- _Source excerpt_:
---

Power and Impact Scale 9 months ago
The biggest difference between our Hurricane analysis and others is the proprietary Power and Impact (P&I) Scale, which has been developed over a decade. The P&I Scale gives a more complete picture of the impacts that a hurricane will produce, most appropriately at landfall. Because of the tremendous complexities of tropical cyclones, it is unlikely that any scale can quantify a storm's impacts 100 percent of the time. We are attempting to improve describing a storm's total effects, but maximum effects within a storm and their uncertainty should be evaluated as part of any threat assessment.

---

- _Stored data_:
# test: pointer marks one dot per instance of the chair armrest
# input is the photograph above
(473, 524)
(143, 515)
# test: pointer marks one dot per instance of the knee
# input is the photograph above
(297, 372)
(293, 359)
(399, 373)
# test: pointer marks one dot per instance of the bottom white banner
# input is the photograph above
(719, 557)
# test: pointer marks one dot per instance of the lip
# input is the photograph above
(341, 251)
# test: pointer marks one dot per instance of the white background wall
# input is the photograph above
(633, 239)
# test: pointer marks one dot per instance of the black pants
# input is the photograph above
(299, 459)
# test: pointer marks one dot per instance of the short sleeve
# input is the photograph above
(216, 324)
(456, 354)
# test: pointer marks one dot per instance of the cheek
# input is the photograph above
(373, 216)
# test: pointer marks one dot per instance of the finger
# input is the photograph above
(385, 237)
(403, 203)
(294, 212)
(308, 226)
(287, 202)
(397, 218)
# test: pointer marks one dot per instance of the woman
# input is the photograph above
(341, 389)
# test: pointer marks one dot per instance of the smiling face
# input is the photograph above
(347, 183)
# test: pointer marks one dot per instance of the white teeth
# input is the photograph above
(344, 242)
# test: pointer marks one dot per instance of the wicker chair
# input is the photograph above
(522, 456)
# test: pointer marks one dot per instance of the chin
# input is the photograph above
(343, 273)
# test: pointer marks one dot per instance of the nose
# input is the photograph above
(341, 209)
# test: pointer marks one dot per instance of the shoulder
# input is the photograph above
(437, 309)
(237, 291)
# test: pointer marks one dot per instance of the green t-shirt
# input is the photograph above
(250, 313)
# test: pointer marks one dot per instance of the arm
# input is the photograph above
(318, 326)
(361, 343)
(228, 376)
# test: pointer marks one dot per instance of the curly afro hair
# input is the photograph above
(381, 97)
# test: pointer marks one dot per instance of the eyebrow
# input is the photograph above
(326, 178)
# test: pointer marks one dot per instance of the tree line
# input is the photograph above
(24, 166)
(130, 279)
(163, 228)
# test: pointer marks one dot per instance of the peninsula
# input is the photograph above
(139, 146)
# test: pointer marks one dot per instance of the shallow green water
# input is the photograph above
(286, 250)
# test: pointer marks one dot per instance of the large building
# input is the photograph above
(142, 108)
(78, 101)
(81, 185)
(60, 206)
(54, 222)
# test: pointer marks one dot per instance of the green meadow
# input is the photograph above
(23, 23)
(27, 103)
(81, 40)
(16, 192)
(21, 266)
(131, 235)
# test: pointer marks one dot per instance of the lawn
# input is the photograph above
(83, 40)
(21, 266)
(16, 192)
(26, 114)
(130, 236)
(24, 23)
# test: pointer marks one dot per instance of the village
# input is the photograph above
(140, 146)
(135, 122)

---

- _Problem set_:
1. In the text on the Power and Impact Scale, how long has the scale been in development?
2. From the text on the Power and Impact Scale, write out the passage that begins at the words "Power and Impact Scale" and ends after "any threat assessment.".
3. Continue the text on the Power and Impact Scale after its last sentence.

- _Exercise results_:
1. Over a decade.

2.
Power and Impact Scale 9 months ago
The biggest difference between our Hurricane analysis and others is the proprietary Power and Impact (P&I) Scale, which has been developed over a decade. The P&I Scale gives a more complete picture of the impacts that a hurricane will produce, most appropriately at landfall. Because of the tremendous complexities of tropical cyclones, it is unlikely that any scale can quantify a storm's impacts 100 percent of the time. We are attempting to improve describing a storm's total effects, but maximum effects within a storm and their uncertainty should be evaluated as part of any threat assessment.

3.
The original Saffir-Simpson scale took into consideration a storm's pressure and wind speed. In modern times it has been replaced by the Saffir-Simpson Hurricane Wind Scale, which only gives information about the estimated maximum sustained winds. This leaves out important information about the impacts of the storm, often leading to confusing messaging from both experts and emergency managers. The P&I Scale incorporates additional factors, including subjective tweaks that can be made to the scale in real-time, most notably with the pressure tendency.
The P&I Scale takes into account the following factors:
- Maximum Wind Speed
- Radius of Hurricane Force Winds
- Radius of Tropical Storm Force Winds
- Minimum Central Pressure
- Pressure Tendency
The P&I Scale builds on the original Saffir-Simpson Scale, using the Sea Level Pressure and Maximum Sustained Winds.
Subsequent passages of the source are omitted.